EXERCISE
Return exactly the span that opens with the line containing "Would you point out the light fixture on" and closes with the final line of the records, both included.

MATERIAL SUPPLIED below:

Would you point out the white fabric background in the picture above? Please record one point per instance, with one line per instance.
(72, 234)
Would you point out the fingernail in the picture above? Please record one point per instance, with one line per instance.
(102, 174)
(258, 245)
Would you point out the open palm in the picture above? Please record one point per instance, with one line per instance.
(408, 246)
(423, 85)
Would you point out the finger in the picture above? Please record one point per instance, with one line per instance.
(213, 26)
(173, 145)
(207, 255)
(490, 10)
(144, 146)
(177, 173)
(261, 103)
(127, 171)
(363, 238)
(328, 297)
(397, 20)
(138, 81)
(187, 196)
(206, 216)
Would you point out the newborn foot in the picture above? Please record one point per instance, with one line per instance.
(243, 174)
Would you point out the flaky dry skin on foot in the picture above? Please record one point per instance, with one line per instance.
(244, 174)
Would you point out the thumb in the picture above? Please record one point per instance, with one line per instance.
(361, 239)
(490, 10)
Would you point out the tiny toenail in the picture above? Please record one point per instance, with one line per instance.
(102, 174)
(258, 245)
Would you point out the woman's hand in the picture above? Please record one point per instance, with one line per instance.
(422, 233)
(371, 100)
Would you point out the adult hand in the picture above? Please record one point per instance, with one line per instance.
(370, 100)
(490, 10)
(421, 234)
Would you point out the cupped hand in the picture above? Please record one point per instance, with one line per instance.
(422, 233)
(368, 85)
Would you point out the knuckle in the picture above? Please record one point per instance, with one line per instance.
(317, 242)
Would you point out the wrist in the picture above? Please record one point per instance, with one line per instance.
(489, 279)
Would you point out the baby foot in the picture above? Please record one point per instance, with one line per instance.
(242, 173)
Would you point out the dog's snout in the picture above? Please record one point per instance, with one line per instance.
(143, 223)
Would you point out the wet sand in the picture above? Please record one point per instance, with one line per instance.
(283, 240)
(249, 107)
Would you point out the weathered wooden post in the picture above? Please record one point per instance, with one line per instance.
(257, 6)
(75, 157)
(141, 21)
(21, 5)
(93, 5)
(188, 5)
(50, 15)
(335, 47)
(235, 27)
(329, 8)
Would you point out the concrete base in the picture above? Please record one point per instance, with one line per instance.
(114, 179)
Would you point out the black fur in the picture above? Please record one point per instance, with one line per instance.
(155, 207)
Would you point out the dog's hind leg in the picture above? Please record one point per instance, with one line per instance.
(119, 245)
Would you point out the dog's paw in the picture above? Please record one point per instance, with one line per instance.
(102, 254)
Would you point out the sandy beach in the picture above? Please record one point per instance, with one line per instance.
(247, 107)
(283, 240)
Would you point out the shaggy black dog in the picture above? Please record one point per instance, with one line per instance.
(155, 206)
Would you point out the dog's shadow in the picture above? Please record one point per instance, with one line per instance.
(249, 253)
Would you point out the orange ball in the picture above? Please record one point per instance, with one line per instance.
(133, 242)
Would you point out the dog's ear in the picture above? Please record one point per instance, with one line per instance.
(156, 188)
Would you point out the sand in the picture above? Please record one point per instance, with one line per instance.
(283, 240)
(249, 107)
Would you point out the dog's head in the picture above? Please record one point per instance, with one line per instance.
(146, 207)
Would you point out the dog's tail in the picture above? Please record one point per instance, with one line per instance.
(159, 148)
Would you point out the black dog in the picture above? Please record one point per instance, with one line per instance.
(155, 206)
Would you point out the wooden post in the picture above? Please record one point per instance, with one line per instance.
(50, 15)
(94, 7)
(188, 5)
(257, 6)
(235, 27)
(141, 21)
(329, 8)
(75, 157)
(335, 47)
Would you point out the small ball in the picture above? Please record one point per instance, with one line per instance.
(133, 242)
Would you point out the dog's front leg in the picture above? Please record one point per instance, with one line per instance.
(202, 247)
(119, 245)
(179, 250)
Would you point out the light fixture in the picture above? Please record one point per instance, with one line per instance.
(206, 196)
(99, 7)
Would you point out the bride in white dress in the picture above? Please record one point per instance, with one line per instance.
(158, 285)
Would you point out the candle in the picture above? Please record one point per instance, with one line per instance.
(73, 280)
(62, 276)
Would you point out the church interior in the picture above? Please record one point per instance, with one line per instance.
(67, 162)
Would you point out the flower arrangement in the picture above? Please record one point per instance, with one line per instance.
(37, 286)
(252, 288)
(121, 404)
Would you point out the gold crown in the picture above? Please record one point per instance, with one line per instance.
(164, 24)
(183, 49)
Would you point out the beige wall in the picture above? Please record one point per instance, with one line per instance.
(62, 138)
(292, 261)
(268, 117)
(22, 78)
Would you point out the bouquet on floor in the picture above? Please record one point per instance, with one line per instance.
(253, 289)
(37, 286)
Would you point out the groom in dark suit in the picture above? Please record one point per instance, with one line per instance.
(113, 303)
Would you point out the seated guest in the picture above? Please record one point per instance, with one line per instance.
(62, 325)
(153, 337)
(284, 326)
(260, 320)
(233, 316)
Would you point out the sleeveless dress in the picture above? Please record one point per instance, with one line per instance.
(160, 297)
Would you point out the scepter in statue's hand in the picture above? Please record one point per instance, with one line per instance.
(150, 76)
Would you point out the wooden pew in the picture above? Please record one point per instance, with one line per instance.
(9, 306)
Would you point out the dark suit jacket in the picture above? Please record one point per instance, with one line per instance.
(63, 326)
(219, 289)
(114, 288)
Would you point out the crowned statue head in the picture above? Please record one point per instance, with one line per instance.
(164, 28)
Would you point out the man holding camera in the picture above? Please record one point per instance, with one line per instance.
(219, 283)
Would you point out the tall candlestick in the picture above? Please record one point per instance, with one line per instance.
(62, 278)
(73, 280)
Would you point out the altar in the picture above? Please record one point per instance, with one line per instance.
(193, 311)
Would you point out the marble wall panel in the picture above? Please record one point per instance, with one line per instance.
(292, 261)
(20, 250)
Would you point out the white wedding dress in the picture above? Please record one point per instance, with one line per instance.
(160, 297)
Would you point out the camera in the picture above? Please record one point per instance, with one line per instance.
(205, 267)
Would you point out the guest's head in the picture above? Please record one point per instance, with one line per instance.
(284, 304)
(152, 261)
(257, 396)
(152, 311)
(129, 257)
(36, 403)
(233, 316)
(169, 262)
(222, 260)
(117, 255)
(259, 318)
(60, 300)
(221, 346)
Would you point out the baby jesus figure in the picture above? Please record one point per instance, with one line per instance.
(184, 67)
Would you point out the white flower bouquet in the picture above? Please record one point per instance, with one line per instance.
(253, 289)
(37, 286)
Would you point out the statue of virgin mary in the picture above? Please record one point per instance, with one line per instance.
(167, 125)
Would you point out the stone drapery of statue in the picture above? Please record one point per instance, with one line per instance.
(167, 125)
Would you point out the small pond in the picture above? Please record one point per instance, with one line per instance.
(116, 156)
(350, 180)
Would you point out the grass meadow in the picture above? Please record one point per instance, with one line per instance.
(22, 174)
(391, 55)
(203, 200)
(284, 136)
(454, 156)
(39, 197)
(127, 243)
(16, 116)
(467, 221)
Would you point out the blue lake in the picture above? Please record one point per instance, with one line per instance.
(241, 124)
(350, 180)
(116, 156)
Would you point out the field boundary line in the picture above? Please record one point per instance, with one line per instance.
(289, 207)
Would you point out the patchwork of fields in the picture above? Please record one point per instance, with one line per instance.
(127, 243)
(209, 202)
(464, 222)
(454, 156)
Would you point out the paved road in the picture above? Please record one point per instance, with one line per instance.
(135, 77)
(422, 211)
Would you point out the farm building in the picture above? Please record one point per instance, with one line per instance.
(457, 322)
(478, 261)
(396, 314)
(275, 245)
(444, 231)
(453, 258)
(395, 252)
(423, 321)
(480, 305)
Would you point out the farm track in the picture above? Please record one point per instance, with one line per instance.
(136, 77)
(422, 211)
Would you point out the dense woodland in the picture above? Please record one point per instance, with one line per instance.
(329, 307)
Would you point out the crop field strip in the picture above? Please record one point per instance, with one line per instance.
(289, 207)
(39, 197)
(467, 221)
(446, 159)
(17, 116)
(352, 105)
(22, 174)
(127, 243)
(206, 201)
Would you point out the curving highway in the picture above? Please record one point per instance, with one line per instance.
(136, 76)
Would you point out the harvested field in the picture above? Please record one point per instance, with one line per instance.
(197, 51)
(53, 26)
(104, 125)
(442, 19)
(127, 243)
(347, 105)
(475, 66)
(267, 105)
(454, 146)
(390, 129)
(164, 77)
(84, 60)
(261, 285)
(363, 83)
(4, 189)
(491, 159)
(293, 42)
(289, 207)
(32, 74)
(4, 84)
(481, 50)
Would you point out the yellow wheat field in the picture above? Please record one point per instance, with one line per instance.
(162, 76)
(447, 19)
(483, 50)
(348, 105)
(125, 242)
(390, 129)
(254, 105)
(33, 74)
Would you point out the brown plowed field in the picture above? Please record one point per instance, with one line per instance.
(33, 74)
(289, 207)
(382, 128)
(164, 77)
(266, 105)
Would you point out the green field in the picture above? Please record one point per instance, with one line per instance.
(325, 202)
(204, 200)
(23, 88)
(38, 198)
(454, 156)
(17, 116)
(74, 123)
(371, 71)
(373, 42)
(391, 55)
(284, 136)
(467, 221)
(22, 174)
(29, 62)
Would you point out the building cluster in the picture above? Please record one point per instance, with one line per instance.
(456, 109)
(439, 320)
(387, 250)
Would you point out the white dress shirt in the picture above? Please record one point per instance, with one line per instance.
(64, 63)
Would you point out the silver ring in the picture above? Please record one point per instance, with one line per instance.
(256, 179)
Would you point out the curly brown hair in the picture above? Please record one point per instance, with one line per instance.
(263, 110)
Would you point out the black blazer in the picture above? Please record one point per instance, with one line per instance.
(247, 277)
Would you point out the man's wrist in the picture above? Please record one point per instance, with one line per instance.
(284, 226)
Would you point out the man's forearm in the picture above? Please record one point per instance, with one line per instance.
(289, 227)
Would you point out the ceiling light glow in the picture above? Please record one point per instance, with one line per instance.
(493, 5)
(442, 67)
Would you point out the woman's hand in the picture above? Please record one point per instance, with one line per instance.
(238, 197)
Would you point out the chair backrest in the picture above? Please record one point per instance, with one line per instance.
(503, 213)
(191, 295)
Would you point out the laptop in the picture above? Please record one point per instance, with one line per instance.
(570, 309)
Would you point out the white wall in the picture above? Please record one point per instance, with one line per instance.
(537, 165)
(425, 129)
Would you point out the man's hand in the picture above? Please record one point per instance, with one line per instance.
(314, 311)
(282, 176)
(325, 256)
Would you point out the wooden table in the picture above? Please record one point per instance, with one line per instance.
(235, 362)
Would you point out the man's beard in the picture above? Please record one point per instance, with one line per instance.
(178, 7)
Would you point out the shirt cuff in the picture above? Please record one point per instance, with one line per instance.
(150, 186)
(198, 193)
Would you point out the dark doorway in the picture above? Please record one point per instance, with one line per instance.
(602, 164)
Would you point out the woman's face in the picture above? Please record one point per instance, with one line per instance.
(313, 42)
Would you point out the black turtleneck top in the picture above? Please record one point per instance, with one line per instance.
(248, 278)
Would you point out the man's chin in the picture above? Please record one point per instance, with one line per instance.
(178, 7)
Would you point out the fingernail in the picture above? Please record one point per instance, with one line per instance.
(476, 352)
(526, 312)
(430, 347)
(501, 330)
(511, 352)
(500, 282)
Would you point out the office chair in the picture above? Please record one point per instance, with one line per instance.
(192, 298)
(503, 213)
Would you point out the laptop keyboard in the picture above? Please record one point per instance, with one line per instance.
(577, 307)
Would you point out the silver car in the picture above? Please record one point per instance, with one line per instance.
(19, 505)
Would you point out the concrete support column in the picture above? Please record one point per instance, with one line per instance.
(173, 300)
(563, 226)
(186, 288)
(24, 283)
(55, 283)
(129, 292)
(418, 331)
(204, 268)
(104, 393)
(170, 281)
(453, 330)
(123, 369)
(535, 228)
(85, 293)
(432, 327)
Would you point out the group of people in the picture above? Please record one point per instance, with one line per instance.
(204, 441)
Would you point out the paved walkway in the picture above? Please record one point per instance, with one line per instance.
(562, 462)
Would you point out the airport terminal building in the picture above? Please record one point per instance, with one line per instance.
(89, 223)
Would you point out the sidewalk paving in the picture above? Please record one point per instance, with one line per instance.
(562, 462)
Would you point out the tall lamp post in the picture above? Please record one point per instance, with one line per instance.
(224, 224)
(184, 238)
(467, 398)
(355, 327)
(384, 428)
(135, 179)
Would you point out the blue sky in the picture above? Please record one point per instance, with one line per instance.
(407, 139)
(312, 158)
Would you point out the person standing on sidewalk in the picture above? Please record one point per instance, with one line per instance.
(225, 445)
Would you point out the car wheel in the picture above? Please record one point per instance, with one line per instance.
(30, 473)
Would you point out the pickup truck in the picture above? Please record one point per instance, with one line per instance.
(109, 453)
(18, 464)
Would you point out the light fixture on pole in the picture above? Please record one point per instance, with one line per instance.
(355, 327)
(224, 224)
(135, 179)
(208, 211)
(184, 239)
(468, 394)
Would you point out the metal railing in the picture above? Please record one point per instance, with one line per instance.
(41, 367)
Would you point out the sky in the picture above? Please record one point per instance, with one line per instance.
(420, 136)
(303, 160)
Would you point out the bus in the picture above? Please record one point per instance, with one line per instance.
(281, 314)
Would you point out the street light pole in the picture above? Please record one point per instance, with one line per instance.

End of MATERIAL SUPPLIED.

REPLY TO THE EXERCISE
Would you point out the light fixture on pole in the picture above? Please record one point per instance, with one line per instance.
(355, 327)
(224, 224)
(135, 179)
(208, 211)
(184, 239)
(468, 394)
Would you point out the metal railing in the picture above? Please record one point per instance, with one line per instance.
(41, 367)
Would you point out the sky in the picture above? Please record one point per instance, with one line per instance.
(420, 136)
(303, 160)
Would you point out the bus in the picture above? Please record one point per instance, with one line per instance.
(281, 314)
Would you point out the street light pole in the picture above? Please record one point per instance, with one line per instance.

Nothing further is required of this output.